◆ Exercises to complete:
1. According to the jurisdiction excerpt, why do the defendants contend that the court lacks subject matter jurisdiction over the plaintiff's adversary complaint?
2. In the jurisdiction excerpt, change the passage starting with "In this case, the" and going on through "under title 11." so that "district court" becomes "bankruptcy court".

◆ Excerpt:
----------

Defendants argue in their motion to dismiss that because the bankruptcy estate has been fully administered, and because the bankruptcy case has been officially closed, the court lacks subject matter jurisdiction to hear plaintiff's adversary complaint. In its response, plaintiff argues that the bankruptcy court's authorization of the debtor to employ special counsel to bring these type of "non-core" claims is sufficient to confer federal jurisdiction. The court finds that where a bankruptcy case is closed and the estate no longer exists, and where plaintiff does not seek to have the bankruptcy case opened for cause pursuant to 11 U.S.C. § 350(b) and Bankruptcy Rule 5010, the court is without jurisdiction to entertain any proceedings, irrespective of whether those proceedings are defined as "core" or related "non-core" proceedings.

A. Bankruptcy Jurisdiction Pursuant to 28 U.S.C. § 1334(b)

In this case, the court must determine whether it can entertain subject matter jurisdiction over the instant adversary proceeding, alleging only state law claims. The bankruptcy courts are granted jurisdiction pursuant to 28 U.S.C. § 1334. In relevant part, this section reads as follows:

§ 1334. Bankruptcy cases and proceedings
(a) Except as provided in subsection (b) of this section, the district court shall have original and exclusive jurisdiction of all cases under title 11.

----------

(Region segmentation data)
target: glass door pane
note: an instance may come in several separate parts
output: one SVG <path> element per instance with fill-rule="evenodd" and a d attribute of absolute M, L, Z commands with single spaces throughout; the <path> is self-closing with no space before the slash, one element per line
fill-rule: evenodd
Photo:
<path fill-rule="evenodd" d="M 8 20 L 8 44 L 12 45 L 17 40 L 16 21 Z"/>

----------

◆ The responses:
1. The defendants contend that the bankruptcy estate has been fully administered and that the bankruptcy case has been officially closed. On that basis, they argue that the court cannot hear the complaint.

2.
In this case, the court must determine whether it can entertain subject matter jurisdiction over the instant adversary proceeding, alleging only state law claims. The bankruptcy courts are granted jurisdiction pursuant to 28 U.S.C. § 1334. In relevant part, this section reads as follows:

§ 1334. Bankruptcy cases and proceedings
(a) Except as provided in subsection (b) of this section, the bankruptcy court shall have original and exclusive jurisdiction of all cases under title 11.